_DIRECTIONS FOR THIS TASK_
Reproduce the rows between the line holding "Mark every instance of the parked" and the end of the rows, inclusive, with 54 added to every number in the point coordinates.

_SUPPLIED MATERIAL_
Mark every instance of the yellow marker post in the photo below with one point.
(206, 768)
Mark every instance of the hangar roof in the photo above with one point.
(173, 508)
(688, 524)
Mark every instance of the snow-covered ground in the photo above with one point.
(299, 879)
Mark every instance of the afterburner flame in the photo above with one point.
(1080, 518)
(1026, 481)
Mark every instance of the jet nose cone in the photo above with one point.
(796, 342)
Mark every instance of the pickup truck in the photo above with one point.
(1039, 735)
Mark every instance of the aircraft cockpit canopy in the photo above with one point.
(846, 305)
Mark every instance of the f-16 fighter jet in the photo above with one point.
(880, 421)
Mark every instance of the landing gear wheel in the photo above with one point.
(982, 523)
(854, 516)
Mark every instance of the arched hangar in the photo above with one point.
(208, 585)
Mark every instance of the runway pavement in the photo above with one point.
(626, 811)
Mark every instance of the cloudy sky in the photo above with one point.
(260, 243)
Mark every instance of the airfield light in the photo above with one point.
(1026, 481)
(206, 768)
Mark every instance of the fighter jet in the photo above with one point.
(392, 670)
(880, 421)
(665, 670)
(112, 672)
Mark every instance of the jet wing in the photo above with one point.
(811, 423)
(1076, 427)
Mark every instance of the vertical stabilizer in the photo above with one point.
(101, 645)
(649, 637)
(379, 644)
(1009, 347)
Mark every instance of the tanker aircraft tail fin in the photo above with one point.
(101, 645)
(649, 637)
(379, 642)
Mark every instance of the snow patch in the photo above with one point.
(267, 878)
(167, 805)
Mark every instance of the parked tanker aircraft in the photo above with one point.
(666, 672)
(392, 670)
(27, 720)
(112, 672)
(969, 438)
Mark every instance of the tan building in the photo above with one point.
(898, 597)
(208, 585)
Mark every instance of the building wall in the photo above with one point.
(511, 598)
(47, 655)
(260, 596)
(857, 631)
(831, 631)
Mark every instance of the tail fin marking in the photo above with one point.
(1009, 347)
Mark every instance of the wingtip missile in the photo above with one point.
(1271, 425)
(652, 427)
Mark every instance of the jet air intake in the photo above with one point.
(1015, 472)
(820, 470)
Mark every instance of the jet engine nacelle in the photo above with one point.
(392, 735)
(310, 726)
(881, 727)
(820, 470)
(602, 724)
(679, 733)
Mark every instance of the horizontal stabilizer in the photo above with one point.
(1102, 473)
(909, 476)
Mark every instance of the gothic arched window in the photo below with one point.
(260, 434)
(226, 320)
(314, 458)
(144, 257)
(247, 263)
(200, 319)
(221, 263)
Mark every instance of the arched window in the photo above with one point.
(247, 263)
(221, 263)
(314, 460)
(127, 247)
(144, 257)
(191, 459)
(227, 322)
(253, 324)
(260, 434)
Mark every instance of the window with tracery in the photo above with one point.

_COMPLETE RESPONSE_
Mark every instance of the parked tanker aircraft in the photo above with one point.
(720, 726)
(446, 724)
(81, 774)
(166, 726)
(1023, 492)
Mark every instance of the tan building in the photo above with one point.
(952, 651)
(262, 639)
Mark every instance of the building wall in the photo above with one point.
(565, 652)
(101, 709)
(314, 650)
(911, 685)
(885, 685)
Mark every instance of the tail fin marking in the photo above with one point.
(1063, 401)
Mark every instance of the wingtip missile in the photo above with one point.
(1325, 479)
(706, 481)
Mark every instance of the jet air intake in the photo above with one point.
(1069, 526)
(874, 524)
Mark every instance of the jet engine nacelle in the photo above with one point.
(446, 789)
(364, 780)
(935, 781)
(874, 524)
(656, 778)
(733, 787)
Mark every instance of the horizontal stabilizer in the photo above with one point.
(1156, 527)
(963, 530)
Mark every instance of the gothic arched window in the photo below with one point.
(314, 488)
(280, 374)
(368, 512)
(198, 311)
(301, 317)
(254, 373)
(275, 317)
Mark every instance of the arched window in the photo above with one point.
(301, 317)
(275, 317)
(368, 514)
(181, 301)
(198, 311)
(245, 513)
(281, 376)
(307, 378)
(314, 488)
Mark every instance of the window with tracery in the photo above with one point.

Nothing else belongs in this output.